::: Data shown :::

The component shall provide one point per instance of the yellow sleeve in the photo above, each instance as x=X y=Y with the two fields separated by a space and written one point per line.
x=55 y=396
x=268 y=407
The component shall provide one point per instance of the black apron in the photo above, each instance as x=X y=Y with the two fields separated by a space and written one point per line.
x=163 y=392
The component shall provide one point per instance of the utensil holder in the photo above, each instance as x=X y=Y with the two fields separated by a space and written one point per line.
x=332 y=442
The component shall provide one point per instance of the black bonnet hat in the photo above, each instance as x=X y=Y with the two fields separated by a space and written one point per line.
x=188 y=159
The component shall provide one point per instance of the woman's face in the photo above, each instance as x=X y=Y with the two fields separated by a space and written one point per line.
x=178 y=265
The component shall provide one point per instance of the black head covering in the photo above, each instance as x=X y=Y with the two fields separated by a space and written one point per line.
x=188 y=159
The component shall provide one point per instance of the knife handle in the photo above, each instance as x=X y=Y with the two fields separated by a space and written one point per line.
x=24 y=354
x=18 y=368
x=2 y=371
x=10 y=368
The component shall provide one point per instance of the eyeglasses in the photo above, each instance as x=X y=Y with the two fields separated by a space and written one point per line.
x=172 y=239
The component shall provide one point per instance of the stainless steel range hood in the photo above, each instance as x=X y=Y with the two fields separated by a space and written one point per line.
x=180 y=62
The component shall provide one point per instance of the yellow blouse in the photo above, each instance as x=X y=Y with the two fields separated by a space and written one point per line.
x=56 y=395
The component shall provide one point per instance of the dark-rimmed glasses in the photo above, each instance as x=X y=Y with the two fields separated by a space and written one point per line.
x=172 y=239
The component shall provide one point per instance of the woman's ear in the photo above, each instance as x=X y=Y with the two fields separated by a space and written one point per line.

:::

#### [Problem details]
Extract each entry in full, exactly as given.

#### [Solution to this task]
The component shall provide one point per instance of the yellow sleeve in the photo above, each instance as x=X y=Y with the two fields separated by a space and written one point per line.
x=55 y=396
x=268 y=407
The component shall provide one point per instance of the black apron in the photo above, each instance as x=X y=Y with the two fields separated by a space and written one point per line.
x=163 y=392
The component shall provide one point per instance of the utensil holder in the photo above, each instance as x=X y=Y with the two fields separated by a space and written one point per line.
x=332 y=442
The component shall provide one point per instance of the black bonnet hat in the photo above, each instance as x=X y=Y with the two fields separated by a space and written one point per line.
x=188 y=159
The component shall provide one point per instance of the woman's face in the photo above, each instance as x=X y=Y with the two fields separated by a space and written one point per line.
x=178 y=265
The component shall provide one point per instance of the black head covering in the photo above, each instance as x=X y=Y with the two fields separated by a space and written one point per line.
x=188 y=159
The component shall provide one point per instance of the knife handle in the photo above, each instance as x=X y=Y with the two fields separated by a space and written one point per line.
x=24 y=354
x=18 y=368
x=2 y=371
x=10 y=368
The component shall provide one point per instance of the eyeglasses in the photo above, each instance as x=X y=Y with the two fields separated by a space and written one point per line.
x=172 y=239
The component shall provide one point per instance of the stainless steel range hood in the photo above, each instance as x=X y=Y with the two fields separated by a space and written one point per line.
x=180 y=62
The component shall provide one point per instance of the yellow blouse in the photo above, each instance as x=X y=Y with the two fields separated by a space and written one point per line.
x=56 y=395
The component shall provide one point per instance of the dark-rimmed glasses in the photo above, each instance as x=X y=Y with the two fields separated by a space and written one point per line.
x=172 y=239
The component shall provide one point per instance of the woman's ear in the photo above, each instance as x=X y=Y with the two fields separated by a space and written one point per line.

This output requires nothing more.